Supplied text: Begin

The current study evaluated the effect of different abutment materials titanium and zirconia with different bone density (D2 & D3) on the stress distribution and fracture resistance of implant supported FPD. The relative effect of the two different abutment materials were compared using mechanical loading test together with strain gauge analysis.
The following materials were used in the current study:
1. Zimmer Dental Implant fixture.
2. Zimmer Dental Implant abutment.(titanium & zirconia)
3. inCoris TZI medi block
4. Provicol C temporary cement.
5. Unsaturated Epoxy resin (cancellous bone).
6. Saturated epoxy resin (compact bone).
7. Electrical resistance strain gauges.

Supplied text: End
Recorded information: Begin

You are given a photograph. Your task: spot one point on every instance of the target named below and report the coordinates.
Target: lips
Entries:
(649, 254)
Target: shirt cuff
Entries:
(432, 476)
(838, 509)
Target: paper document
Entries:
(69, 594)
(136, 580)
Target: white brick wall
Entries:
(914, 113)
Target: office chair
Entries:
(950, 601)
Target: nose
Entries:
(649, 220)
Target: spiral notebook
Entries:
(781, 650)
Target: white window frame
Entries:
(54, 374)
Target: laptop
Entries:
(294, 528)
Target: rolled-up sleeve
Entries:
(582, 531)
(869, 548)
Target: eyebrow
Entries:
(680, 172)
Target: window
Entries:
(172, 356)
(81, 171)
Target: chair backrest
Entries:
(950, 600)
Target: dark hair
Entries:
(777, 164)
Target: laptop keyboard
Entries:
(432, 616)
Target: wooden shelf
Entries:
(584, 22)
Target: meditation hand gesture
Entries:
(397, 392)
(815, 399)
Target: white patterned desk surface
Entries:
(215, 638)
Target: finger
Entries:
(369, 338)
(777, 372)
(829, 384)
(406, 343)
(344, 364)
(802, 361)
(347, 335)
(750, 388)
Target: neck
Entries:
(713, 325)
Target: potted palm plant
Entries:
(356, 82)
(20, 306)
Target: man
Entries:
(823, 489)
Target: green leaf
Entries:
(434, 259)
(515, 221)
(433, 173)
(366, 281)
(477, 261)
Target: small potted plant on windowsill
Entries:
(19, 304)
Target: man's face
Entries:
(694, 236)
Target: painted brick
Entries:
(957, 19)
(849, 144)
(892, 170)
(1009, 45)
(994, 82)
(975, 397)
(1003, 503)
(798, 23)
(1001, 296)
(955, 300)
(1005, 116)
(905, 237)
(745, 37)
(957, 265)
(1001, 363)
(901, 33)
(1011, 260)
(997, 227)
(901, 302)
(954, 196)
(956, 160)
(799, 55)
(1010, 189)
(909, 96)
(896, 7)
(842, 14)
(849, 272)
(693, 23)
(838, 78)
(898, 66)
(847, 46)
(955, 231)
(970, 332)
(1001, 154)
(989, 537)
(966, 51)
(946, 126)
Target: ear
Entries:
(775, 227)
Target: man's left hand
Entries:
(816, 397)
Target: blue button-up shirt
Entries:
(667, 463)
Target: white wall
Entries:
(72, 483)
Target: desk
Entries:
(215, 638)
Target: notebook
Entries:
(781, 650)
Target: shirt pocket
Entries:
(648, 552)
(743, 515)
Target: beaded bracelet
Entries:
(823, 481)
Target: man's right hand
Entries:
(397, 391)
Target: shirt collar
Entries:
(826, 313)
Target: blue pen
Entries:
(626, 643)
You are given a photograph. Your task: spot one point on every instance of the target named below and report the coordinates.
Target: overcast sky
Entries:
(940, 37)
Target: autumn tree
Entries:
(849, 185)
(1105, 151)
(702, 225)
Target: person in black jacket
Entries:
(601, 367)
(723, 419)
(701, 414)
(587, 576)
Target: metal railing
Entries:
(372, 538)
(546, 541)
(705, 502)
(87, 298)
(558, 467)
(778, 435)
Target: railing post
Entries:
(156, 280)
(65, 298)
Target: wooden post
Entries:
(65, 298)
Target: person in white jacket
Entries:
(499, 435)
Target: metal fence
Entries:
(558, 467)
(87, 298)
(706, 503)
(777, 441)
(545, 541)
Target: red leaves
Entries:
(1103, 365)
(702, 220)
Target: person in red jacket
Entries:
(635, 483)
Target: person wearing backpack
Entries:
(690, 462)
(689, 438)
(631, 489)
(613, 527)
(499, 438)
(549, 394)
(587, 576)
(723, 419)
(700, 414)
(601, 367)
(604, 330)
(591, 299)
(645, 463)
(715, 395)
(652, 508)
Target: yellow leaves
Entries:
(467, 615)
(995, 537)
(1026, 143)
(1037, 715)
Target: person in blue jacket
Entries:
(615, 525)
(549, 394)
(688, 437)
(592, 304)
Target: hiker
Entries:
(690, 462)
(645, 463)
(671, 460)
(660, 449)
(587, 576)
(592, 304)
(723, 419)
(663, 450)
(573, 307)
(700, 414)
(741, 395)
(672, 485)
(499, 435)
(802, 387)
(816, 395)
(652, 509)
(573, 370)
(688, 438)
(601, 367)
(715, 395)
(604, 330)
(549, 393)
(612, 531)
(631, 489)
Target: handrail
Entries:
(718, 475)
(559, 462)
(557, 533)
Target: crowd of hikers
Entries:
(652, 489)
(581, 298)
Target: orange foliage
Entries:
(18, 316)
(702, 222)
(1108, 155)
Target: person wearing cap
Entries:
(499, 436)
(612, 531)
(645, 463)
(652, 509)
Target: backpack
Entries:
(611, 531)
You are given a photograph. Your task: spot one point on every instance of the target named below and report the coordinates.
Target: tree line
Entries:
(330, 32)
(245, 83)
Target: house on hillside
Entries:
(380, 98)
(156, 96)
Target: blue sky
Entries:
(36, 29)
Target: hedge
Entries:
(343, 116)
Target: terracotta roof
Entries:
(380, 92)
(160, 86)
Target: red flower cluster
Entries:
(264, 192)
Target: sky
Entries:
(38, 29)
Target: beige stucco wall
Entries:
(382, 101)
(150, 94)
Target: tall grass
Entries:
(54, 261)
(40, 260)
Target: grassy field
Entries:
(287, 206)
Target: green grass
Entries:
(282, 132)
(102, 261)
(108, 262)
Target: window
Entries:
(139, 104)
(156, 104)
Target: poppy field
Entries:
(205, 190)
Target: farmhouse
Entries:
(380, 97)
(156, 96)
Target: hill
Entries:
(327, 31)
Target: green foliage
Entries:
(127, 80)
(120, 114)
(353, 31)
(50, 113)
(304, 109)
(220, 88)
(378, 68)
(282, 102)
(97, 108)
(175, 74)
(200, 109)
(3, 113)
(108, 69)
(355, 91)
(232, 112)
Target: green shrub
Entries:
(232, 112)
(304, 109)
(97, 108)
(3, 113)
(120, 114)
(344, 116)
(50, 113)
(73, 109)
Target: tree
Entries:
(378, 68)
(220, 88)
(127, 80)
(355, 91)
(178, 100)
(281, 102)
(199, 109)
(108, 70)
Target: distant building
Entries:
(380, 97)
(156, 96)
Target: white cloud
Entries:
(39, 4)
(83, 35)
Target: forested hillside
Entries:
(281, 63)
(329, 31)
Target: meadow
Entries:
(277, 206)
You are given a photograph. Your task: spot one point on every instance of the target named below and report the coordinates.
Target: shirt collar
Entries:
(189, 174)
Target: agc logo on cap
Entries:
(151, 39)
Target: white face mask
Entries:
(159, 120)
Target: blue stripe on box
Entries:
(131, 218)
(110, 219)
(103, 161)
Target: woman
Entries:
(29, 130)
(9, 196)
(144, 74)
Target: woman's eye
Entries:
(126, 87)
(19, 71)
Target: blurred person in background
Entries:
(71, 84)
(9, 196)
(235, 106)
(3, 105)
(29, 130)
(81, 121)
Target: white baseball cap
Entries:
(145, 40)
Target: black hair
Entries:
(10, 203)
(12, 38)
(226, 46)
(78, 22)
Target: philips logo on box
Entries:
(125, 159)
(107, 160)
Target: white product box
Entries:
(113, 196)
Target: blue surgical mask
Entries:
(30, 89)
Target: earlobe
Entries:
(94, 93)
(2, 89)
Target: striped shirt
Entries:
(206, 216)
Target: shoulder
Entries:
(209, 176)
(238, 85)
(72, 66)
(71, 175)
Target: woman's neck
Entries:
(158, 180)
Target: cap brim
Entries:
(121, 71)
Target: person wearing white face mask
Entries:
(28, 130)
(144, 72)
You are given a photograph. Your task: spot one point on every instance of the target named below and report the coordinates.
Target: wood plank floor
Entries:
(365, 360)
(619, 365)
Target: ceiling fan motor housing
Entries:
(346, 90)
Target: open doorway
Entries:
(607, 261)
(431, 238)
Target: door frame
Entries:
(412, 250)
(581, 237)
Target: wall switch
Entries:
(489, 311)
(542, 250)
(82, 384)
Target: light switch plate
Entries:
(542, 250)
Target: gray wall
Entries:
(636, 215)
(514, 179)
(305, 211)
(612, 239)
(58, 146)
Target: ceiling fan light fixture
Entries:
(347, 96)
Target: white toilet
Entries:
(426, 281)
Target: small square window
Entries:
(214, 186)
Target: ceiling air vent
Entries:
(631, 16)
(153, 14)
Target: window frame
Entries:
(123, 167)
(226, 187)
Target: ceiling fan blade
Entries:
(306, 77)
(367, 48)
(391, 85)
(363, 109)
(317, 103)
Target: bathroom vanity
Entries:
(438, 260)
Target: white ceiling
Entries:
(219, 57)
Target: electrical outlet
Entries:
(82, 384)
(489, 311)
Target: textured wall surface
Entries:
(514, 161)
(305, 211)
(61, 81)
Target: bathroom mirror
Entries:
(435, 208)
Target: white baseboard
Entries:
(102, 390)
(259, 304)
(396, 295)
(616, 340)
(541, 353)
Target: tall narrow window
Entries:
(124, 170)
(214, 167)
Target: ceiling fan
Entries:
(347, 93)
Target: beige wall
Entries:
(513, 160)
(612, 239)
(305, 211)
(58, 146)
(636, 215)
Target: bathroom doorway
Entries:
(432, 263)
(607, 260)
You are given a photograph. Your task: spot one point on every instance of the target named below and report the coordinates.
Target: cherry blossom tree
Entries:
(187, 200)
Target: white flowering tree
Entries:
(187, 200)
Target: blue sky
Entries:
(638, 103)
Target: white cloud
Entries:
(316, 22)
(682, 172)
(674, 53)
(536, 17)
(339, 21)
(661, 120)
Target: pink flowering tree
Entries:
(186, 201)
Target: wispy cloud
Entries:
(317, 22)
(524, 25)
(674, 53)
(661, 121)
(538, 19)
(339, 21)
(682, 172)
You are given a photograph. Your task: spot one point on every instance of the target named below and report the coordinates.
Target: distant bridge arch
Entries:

Recorded information: End

## Requirement 1
Answer these from the abutment study text:
(a) Which two bone densities were tested?
(b) What material stood in for cancellous bone?
(c) Which temporary cement was used?
## Requirement 2
According to the abutment study text, why were two different epoxy resins among the materials? Answer in one to three sentences.
## Requirement 3
Return the abutment study text word for word from "The following materials" to "C temporary cement.".
The data is separate from the abutment study text.

## Written reply 1
(a) D2 and D3
(b) Unsaturated epoxy resin
(c) Provicol C temporary cement

## Written reply 2
The two resins modeled the two kinds of bone. Unsaturated epoxy resin represented cancellous bone, and saturated epoxy resin represented compact bone.

## Written reply 3
The following materials were used in the current study:
1. Zimmer Dental Implant fixture.
2. Zimmer Dental Implant abutment.(titanium & zirconia)
3. inCoris TZI medi block
4. Provicol C temporary cement.